_ASSIGNED TASK A_
Copy the article on Thailand's economic recovery word for word, starting with "It's a slow" and going on through "Arkhom Termpittayapaisith says.".
_ASSIGNED TASK B_
Pick up the article on Thailand's economic recovery after its final sentence and keep writing.

It's a slow recovery ahead
Thailand's economy is showing signs of improvement this year with predicted slow yet sustainable growth if all involved pitch in to help, Finance Minister Arkhom Termpittayapaisith says.
Speaking at the PostToday Forum 2022's virtual conference on Wednesday, Mr Arkhom said the economy is showing positive signs of recovery, though cooperation between the state and private sector is still needed to achieve economic growth by drawing in foreign investors and promoting domestic investment.
He also stressed the need to reduce bureaucratic red tape and cumbersome paperwork procedures to make it easier for businesses and individuals to obtain licences and approval from state agencies as part of efforts to promote investment.
"Thailand's economic recovery will be slow. While exports maintain a rising trend, tourist numbers are the main factor that must be taken into account.

Photo-based referring expression data:

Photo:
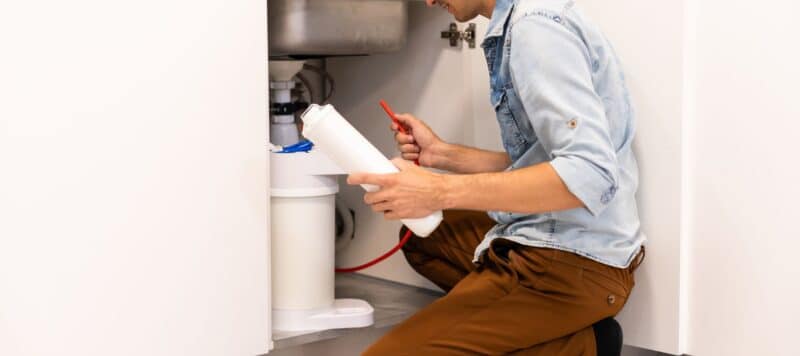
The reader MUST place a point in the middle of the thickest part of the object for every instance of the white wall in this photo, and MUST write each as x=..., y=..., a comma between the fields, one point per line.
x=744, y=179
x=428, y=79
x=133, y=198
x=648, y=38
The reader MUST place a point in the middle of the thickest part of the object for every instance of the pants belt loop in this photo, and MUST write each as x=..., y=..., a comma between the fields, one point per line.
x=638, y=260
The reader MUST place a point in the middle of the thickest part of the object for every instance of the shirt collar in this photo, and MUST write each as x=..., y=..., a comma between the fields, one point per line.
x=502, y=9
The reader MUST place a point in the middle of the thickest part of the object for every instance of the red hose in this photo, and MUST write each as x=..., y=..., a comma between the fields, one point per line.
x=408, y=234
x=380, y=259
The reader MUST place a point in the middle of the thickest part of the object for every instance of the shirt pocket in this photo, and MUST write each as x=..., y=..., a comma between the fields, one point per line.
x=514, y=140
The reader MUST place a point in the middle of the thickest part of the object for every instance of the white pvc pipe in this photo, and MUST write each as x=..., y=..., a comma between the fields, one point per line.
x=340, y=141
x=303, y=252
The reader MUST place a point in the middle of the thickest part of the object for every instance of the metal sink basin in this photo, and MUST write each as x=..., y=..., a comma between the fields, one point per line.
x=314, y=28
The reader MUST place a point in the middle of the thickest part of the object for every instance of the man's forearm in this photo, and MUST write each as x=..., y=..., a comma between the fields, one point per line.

_OUTPUT A_
It's a slow recovery ahead
Thailand's economy is showing signs of improvement this year with predicted slow yet sustainable growth if all involved pitch in to help, Finance Minister Arkhom Termpittayapaisith says.

_OUTPUT B_
"But I believe the recovery will become sustainable if all sides cooperate. Like other countries, Thailand's economy has been hit by Covid-19 over the past two years. Its GDP growth dipped to minus 6.2% in 2020 before improving slightly in 2021," Mr Arkhom said.
He also referred to VUCA, which stands for volatility, uncertainty, complexity and ambiguity, to describe the Covid-19 situation and efforts to deal with the pandemic over the past two years.
"However, from late last year until early this year, daily infection numbers were below 10,000, which was a good sign.
"In light of this, the Centre for Covid-19 Situation Administration decided to ease restrictions, including cancelling the Test & Go scheme, and reopening border checkpoints to revitalise border trade and tourism.
"Also, the export sector grew 20% last year. Export volume increased by 15% during the first three months [of this year]," the minister said.
The 1 trillion baht borrowed by the government under the first emergency loan decree in 2020 to mitigate the impact of the pandemic and the 500 billion it borrowed under the second emergency loan decree in 2021 have also helped prop up the economy. With the loans, government spending and investment have proceeded without a glitch, he said.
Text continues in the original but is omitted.